Molecular Representation and Descriptors
Computers need machine-readable encodings of molecules; line notations, chemical graphs, fingerprints, and numerical descriptors translate chemical structure into forms that can be stored, searched, and modeled.
Definition
The encodings and computed features that represent molecular structure digitally, ranging from canonical strings and graphs to fingerprint bit-vectors and numerical descriptors.
Scope
Covers the chemical-graph view of molecules, line notations such as SMILES and InChI, structural keys and hashed fingerprints, and the broad family of molecular descriptors that turn structure into numerical features for similarity and predictive modeling.
Core questions
- How are molecules represented as graphs and as canonical strings?
- What is the difference between structural keys, hashed fingerprints, and numerical descriptors?
- How is a unique, canonical identifier such as InChI generated?
- How does the choice of representation shape downstream searching and modeling?
Key theories
- Chemical graph and line notation
- Representing a molecule as a labeled graph of atoms and bonds, and serializing it into a compact line notation such as SMILES, provides the basis for storage, exchange, and canonicalization.
- Descriptor and fingerprint encoding
- Transforming structure into fixed-length numerical descriptors or binary fingerprints enables quantitative comparison, similarity searching, and machine-learning models.

**********

## ACTIVITY 1
Summarize the molecular representation page in two sentences.
## ACTIVITY 2
Please reproduce the part of the molecular representation page that opens with the words containing "- What is the" and closes with "as InChI generated?".

**********

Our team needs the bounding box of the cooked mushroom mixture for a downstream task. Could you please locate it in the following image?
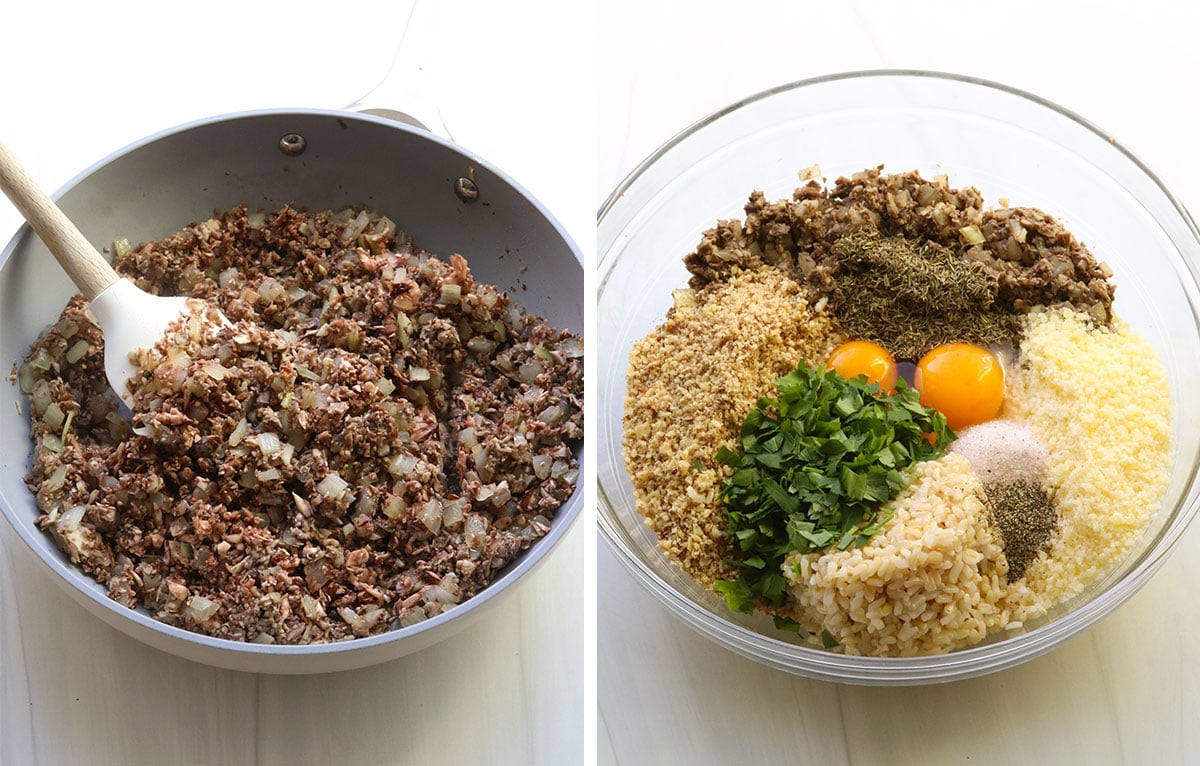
[684,166,1114,347]
[19,207,583,644]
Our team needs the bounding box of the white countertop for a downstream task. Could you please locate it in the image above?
[596,0,1200,766]
[0,0,595,766]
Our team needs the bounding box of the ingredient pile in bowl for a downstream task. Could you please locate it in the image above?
[18,207,583,644]
[624,168,1172,657]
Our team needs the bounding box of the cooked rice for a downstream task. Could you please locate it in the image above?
[784,453,1037,657]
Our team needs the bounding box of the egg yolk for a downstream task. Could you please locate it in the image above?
[912,343,1004,431]
[827,341,899,394]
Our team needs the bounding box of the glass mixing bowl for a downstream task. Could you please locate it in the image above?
[594,71,1200,684]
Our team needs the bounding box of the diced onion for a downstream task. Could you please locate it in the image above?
[383,495,408,519]
[250,431,283,457]
[442,285,462,304]
[317,471,350,499]
[467,335,496,355]
[458,426,479,449]
[442,498,466,529]
[42,402,66,431]
[538,405,566,425]
[959,226,985,245]
[388,453,421,479]
[418,498,442,534]
[42,466,67,492]
[517,359,545,385]
[66,340,88,364]
[29,347,53,370]
[558,336,583,359]
[184,596,221,622]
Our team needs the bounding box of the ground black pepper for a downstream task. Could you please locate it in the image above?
[984,479,1058,582]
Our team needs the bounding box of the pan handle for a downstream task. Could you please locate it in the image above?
[344,0,454,140]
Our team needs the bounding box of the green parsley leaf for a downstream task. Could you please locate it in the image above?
[715,580,754,612]
[716,363,955,611]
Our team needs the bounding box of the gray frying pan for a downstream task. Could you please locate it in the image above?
[0,110,584,672]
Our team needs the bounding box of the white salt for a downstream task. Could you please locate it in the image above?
[950,419,1049,484]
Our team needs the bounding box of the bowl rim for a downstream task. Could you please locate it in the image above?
[0,107,588,662]
[596,68,1200,686]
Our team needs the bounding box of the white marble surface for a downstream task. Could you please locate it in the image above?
[596,0,1200,766]
[0,0,596,766]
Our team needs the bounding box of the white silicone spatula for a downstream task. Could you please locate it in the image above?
[0,142,207,407]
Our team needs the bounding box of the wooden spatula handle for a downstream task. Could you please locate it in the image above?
[0,142,119,300]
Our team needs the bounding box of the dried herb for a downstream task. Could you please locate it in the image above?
[716,363,954,611]
[829,231,1018,360]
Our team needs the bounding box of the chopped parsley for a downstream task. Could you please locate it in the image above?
[716,363,955,611]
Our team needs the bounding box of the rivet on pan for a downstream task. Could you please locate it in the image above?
[280,133,308,155]
[454,178,479,202]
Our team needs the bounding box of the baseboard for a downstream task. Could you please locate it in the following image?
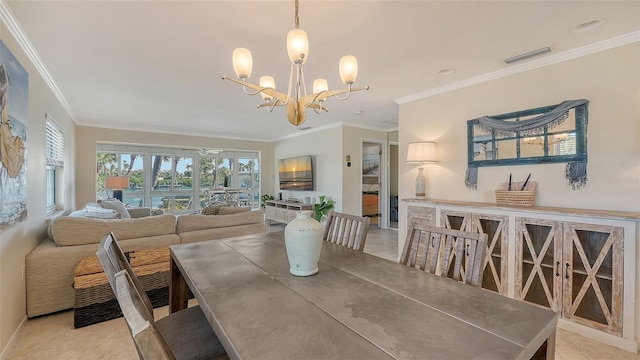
[558,319,638,354]
[0,315,28,360]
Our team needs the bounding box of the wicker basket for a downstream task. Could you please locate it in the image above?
[496,190,536,207]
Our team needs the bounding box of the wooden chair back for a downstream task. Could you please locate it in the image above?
[114,270,175,360]
[96,232,153,321]
[322,211,371,251]
[400,220,487,287]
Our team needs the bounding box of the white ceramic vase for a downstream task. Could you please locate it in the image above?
[284,210,322,276]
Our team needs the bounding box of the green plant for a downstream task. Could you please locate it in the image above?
[260,194,273,209]
[313,195,336,221]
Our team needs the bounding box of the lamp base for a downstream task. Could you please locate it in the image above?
[113,190,122,202]
[416,167,427,198]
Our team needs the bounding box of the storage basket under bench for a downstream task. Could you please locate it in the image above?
[73,247,169,328]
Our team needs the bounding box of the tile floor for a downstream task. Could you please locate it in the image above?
[5,225,640,360]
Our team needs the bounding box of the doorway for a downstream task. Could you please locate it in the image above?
[388,141,400,229]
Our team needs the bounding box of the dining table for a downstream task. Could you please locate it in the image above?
[169,231,558,359]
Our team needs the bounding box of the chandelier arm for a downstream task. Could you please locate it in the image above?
[220,75,288,104]
[309,86,369,103]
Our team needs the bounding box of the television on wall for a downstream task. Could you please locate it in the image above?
[278,155,313,191]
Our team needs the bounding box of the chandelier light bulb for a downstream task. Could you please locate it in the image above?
[313,79,329,94]
[287,29,309,64]
[260,76,276,101]
[339,55,358,85]
[232,48,253,80]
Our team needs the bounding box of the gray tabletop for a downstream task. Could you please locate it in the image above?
[171,232,557,359]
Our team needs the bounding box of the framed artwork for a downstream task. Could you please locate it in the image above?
[0,41,29,231]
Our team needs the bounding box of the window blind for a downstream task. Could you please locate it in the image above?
[45,114,64,167]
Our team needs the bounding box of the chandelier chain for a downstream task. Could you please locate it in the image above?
[295,0,300,29]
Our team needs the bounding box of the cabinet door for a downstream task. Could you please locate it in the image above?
[438,209,471,279]
[562,223,624,335]
[471,213,509,295]
[515,218,562,313]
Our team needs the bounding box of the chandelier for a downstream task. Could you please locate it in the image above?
[222,0,369,126]
[522,134,569,147]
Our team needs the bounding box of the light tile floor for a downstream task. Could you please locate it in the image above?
[5,229,640,360]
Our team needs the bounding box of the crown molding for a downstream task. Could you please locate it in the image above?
[0,0,78,124]
[394,31,640,104]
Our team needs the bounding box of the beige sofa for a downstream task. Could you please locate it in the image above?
[25,211,267,318]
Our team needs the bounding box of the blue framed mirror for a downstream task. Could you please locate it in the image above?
[466,99,589,189]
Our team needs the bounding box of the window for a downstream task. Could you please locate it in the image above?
[96,144,260,213]
[45,114,64,214]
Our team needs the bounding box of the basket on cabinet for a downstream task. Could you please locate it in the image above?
[496,181,536,207]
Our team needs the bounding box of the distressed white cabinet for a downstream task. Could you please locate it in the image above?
[515,218,624,335]
[398,199,640,352]
[440,209,509,295]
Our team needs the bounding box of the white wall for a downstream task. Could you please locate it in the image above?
[399,43,640,214]
[0,22,76,357]
[76,126,273,208]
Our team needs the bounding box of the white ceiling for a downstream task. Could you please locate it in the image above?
[4,0,640,140]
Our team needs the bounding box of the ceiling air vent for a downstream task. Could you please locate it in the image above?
[503,46,551,64]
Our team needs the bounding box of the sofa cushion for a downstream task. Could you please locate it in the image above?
[100,199,131,219]
[176,211,264,235]
[51,214,176,246]
[218,207,251,215]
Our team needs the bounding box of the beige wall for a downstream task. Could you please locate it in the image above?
[399,43,640,215]
[0,26,75,357]
[76,126,273,208]
[273,126,387,215]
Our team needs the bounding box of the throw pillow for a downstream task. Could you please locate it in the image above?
[218,207,251,215]
[85,206,119,219]
[100,199,131,219]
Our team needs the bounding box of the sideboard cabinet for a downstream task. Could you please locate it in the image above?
[398,199,640,352]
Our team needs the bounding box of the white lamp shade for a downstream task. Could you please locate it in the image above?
[104,176,129,190]
[231,48,253,79]
[407,141,438,163]
[287,29,309,64]
[339,55,358,85]
[313,79,329,94]
[260,76,276,101]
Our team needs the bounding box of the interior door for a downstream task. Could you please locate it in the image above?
[362,142,382,227]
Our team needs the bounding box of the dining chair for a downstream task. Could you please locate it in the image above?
[400,219,487,287]
[322,210,371,251]
[114,270,175,360]
[96,233,227,359]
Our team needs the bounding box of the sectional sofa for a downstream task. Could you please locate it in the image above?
[25,208,267,318]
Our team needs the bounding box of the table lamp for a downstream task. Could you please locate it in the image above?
[104,176,129,202]
[407,141,437,198]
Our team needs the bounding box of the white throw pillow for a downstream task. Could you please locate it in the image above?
[100,199,131,219]
[85,206,119,219]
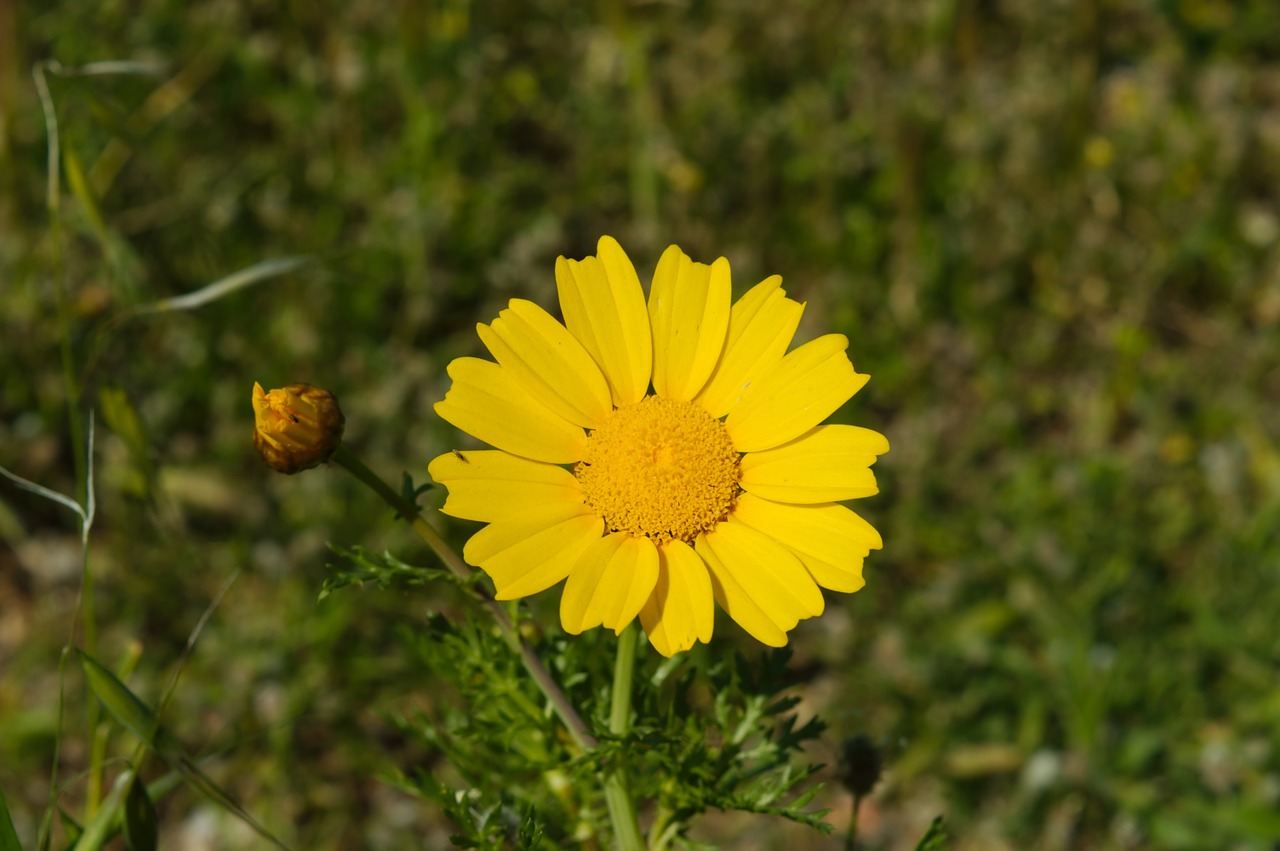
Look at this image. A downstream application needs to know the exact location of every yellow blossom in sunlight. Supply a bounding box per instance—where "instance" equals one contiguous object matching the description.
[429,237,888,656]
[253,381,347,473]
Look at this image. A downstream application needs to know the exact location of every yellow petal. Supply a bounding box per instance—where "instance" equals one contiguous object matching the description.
[599,536,658,632]
[740,425,888,503]
[561,532,627,635]
[462,514,604,600]
[477,298,613,429]
[556,237,653,408]
[649,246,730,402]
[561,534,658,635]
[435,357,586,465]
[724,334,869,452]
[696,537,795,644]
[426,449,589,523]
[640,540,716,658]
[733,494,882,594]
[696,516,824,644]
[695,275,804,418]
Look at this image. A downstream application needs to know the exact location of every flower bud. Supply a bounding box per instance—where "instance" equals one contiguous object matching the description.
[253,381,347,475]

**********

## EXERCISE SOLUTION 1
Molecular representation covers the machine-readable encodings that let computers store, search, and model chemical structure, including chemical graphs, line notations such as SMILES and InChI, structural keys, hashed fingerprints, and numerical descriptors. Representing a molecule as a labeled graph of atoms and bonds and serializing it into line notation underpins storage, exchange, and canonicalization, while converting structure into fixed-length descriptors or binary fingerprints enables quantitative comparison, similarity searching, and machine-learning models.

## EXERCISE SOLUTION 2
- What is the difference between structural keys, hashed fingerprints, and numerical descriptors?
- How is a unique, canonical identifier such as InChI generated?